Without the pictures, give every record again exactly.

*** Opening Material supplied ***

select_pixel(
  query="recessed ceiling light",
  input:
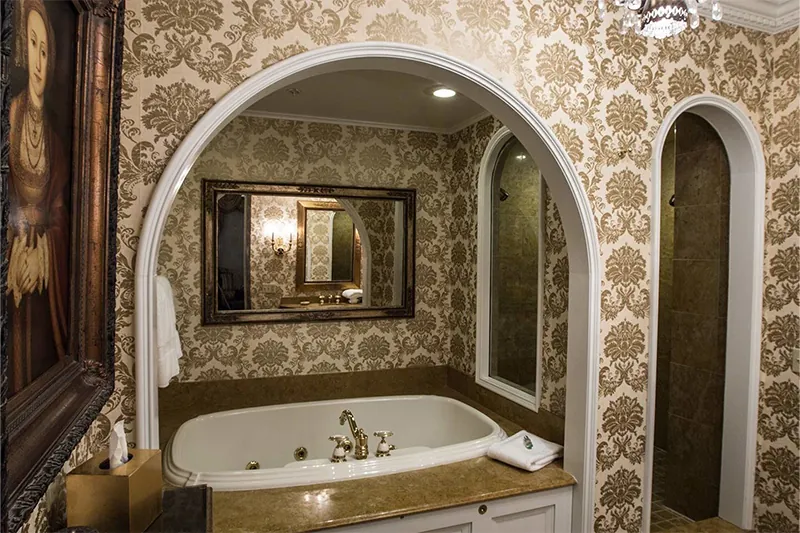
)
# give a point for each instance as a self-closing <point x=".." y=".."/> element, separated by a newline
<point x="443" y="92"/>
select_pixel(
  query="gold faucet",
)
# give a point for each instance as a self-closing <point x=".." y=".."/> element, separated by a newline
<point x="360" y="438"/>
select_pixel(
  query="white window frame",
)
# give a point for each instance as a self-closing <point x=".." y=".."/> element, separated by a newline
<point x="504" y="388"/>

*** Closing Material supplied ***

Expected answer –
select_pixel(
  query="recessed ceiling light",
  input:
)
# give a point for each instance as a self-closing <point x=".." y=".."/> element, separated by a newline
<point x="443" y="92"/>
select_pixel(
  query="gold faucet",
)
# give a point for each instance as a self-closing <point x=".." y=".."/> element, separated by a newline
<point x="360" y="438"/>
select_pixel(
  query="white window frame",
)
# give a point for each instance as a self-closing <point x=".." y=".."/> element, separated by a newline
<point x="504" y="388"/>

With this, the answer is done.